TASK PROMPT = Convert the records below into a numbered list, one line per item, omitting any blank lines.
***
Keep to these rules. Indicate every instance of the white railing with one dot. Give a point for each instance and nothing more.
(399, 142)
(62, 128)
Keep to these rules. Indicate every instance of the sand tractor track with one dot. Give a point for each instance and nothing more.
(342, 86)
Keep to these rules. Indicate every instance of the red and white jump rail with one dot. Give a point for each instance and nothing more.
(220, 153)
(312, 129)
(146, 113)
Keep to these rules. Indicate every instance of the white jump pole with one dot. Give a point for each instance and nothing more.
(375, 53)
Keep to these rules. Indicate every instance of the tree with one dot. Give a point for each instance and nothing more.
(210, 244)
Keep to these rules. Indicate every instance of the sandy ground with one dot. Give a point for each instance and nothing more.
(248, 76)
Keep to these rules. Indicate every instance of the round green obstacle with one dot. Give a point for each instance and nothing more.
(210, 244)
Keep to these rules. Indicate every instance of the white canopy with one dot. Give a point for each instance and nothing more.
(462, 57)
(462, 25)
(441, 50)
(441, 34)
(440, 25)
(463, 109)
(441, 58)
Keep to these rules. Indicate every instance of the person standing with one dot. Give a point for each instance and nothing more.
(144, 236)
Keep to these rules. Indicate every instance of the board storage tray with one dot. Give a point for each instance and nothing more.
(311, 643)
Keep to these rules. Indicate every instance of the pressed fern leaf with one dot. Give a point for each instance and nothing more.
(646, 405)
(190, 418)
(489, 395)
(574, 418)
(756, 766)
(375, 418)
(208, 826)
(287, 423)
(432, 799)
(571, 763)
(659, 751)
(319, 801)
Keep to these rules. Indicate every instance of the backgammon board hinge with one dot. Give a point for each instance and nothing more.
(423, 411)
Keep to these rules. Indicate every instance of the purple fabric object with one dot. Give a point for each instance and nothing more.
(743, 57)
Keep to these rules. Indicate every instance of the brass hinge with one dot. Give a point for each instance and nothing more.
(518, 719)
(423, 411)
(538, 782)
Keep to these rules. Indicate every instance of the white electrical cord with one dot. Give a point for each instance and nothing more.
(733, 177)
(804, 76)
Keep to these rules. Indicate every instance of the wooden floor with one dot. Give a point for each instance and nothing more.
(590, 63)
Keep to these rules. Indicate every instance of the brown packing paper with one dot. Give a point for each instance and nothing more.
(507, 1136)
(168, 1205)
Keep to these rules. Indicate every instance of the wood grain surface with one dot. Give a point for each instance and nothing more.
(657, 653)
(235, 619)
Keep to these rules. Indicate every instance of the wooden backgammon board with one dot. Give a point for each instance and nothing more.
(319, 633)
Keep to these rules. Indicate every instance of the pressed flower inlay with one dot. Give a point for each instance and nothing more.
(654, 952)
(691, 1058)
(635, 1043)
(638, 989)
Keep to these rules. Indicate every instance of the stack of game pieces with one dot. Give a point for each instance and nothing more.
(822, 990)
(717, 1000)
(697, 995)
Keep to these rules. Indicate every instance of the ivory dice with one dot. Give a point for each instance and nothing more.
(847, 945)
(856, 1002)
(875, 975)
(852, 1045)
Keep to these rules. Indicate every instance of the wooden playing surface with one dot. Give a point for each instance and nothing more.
***
THE RESULT =
1. Keep to these rules. Indicate every instance of the white railing with one dot. Give a point for each instance and nothing more.
2. (399, 142)
3. (62, 128)
4. Keep to these rules. Indicate every instance of the sand tractor track with one dot. Give a point for each instance and nothing more.
5. (342, 86)
6. Keep to these rules. Indicate every instance of the red and white jump rail with one dot. Give a point for each instance and nothing more.
7. (220, 153)
8. (312, 129)
9. (146, 113)
10. Keep to these rules. Indicate every instance of the white jump pole with one dot. Give a point for each instance and nothing more.
11. (375, 53)
12. Keep to these rules. Indicate every instance of the tree with one dot. Give a point for each instance and nothing more.
13. (210, 244)
14. Keep to these rules. Indicate every instance of the sandy ground with one dot. Give a point for each instance and nothing more.
15. (248, 76)
16. Keep to these rules. Indicate every instance of the round green obstacle with one dot. Give a point for each instance and nothing more.
17. (210, 244)
18. Keep to these rules. Indicate every instance of the white canopy with one dot. Give a point for each instance and nothing more.
19. (462, 57)
20. (462, 25)
21. (441, 50)
22. (441, 34)
23. (440, 25)
24. (463, 109)
25. (441, 58)
26. Keep to these rules. Indicate every instance of the person standing with one dot. Give a point for each instance and nothing more.
27. (144, 236)
28. Keep to these rules. Indicate every instance of the board storage tray with one dot. Give a point for each instance and nothing more.
29. (311, 643)
30. Keep to these rules. Indicate every instance of the pressed fern leaf with one dot. Give a point for each instance and nothing more.
31. (646, 405)
32. (190, 418)
33. (489, 395)
34. (574, 418)
35. (756, 766)
36. (375, 418)
37. (208, 826)
38. (287, 423)
39. (432, 799)
40. (571, 763)
41. (659, 751)
42. (319, 801)
43. Keep to these rules. Indicate every instance of the backgammon board hinge with one dot. Give a point for each instance and nothing more.
44. (423, 411)
45. Keep to these rules. Indicate every instance of the purple fabric object with one dot. Give a point for each instance and nothing more.
46. (743, 57)
47. Keep to these rules. Indicate every instance of the brass hinge with one dot. Give a point for each instance and nothing more.
48. (518, 719)
49. (423, 411)
50. (538, 782)
51. Keep to these rules. Indicate every instance of the white electrical cord with one dot. Give a point for each instance and nothing more.
52. (733, 177)
53. (804, 76)
54. Keep to these rules. Indicate every instance of the wooden floor with one dot. Give a point for each instance and nothing more.
55. (590, 63)
56. Keep to these rules. Indicate every instance of the brown packing paper with one dot. Give a point for each instance and nothing more.
57. (507, 1136)
58. (168, 1205)
59. Keep to these rules. Indicate every instance of the wood grain surface with one dot. Give a point for each instance and nothing more.
60. (657, 653)
61. (235, 619)
62. Keep to these rules. Indicate every instance of the wooden backgammon board with one dot. Give a point for each instance and nothing more.
63. (319, 633)
64. Keep to these rules. Indicate every instance of the pressed flower inlay with one dot. Give a point for each instance and nothing more.
65. (654, 952)
66. (691, 1058)
67. (635, 1043)
68. (638, 989)
69. Keep to these rules. Indicate every instance of the stack of game pieces with one dot. Give a point for each instance and nothing more.
70. (822, 990)
71. (717, 1000)
72. (697, 995)
73. Keep to these rules. Indicate every instance of the ivory dice with one dot. Give a point for each instance and nothing more.
74. (847, 945)
75. (856, 1002)
76. (875, 975)
77. (852, 1045)
78. Keep to these rules. Indicate every instance of the wooden playing surface with one dot. Give a point for each instance and nothing more.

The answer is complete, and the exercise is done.